Reading passage: Begin
WHEN ALL THE WORLD IS OLD


John Rybicki
Lookout Books ($16.95)
by Steve Dudas

John Rybicki’s latest book of poems, When All the World is Old, is an emotional sequel to his previous collection,We Bed Down into Water (TriQuarterly Books, 2008). If that previous book was the fire searing the poet’s soul in the wake of his wife’s death from cancer at age twenty-nine, then When All the World is Old is the ash he stirs and sifts in search of a means of moving on. Or, at least, the collection suggests that its author has hope for a life that is once again tranquil. This hope, articulated through tight, elegant verse and imaginative prose, suggests that the poet is in fact on the threshold of healing.

Much of the book exists in a place of memory. The poems are often narrative, capturing a moment of tenderness or joy between the husband and wife in the months leading up to Julie’s death. The scenes and images are those of hospitals, beds, chemo tubes. The antagonists are the cruel lumps at the back of Julie’s neck and the waning time the “Dame” and her “Dude” have left in their “One body, really, like you dream about.”
Reading passage: End
Given information: Begin
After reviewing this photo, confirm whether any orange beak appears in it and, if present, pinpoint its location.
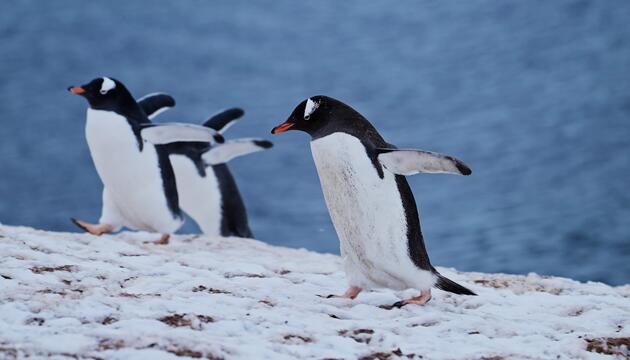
Given information: End
■ Exercises ■
(1) Translate this sentence from the review of When All the World Is Old into Spanish: "The scenes and images are those of hospitals, beds, chemo tubes."
(2) Please continue the review of John Rybicki's poetry collection from the end of its last paragraph.

■ Results for each task ■
(1) Las escenas y las imágenes son las de hospitales, camas, tubos de quimioterapia.

(2)
For Rybicki, Julie created a kind of earth, one he says he would “straddle” to reach “far-flung ends of the compass, / tugging red and yellow and orange thread / out of living things, weaving them about my love’s wrists.” Theirs was a place of joy and protection from which the poet is now a refugee. In a poem titled “I Flew Out to You Through Bone Timber,” Rybicki makes his plea to return to that state of happiness: “Disassemble this flesh to morning dew / so I can seep into the earth and come home to you.”

Rybicki operates comfortably in quatrains and couplets as well as prose poems. One of the most interesting of the latter is “Quarter,” in which the speaker imagines himself “swimming inside silver,” the coin he has picked up off the street. In this dream, the speaker tries to save a mother and her son from a house submerged inside the coin. The son fights the speaker off with drumsticks. And the mother refuses to come, remaining to “fold the T-shirts and blouses and blue jeans floating all about the room.” The final sentence suggests Rybicki’s concerns for his own adopted son after Julie’s passing: “Sometimes I hear the boy drumming inside my pocket, drumming his little sticks in George Washington’s head.” When he chooses to employ prose, Rybicki switches briefly from his role as writer of songs to that of a storyteller. He has a mind and ear for an almost surrealistic fiction, one that serves as a means of distraction from the “conventionally” formed poems that possess the bulk of his pain and sadness.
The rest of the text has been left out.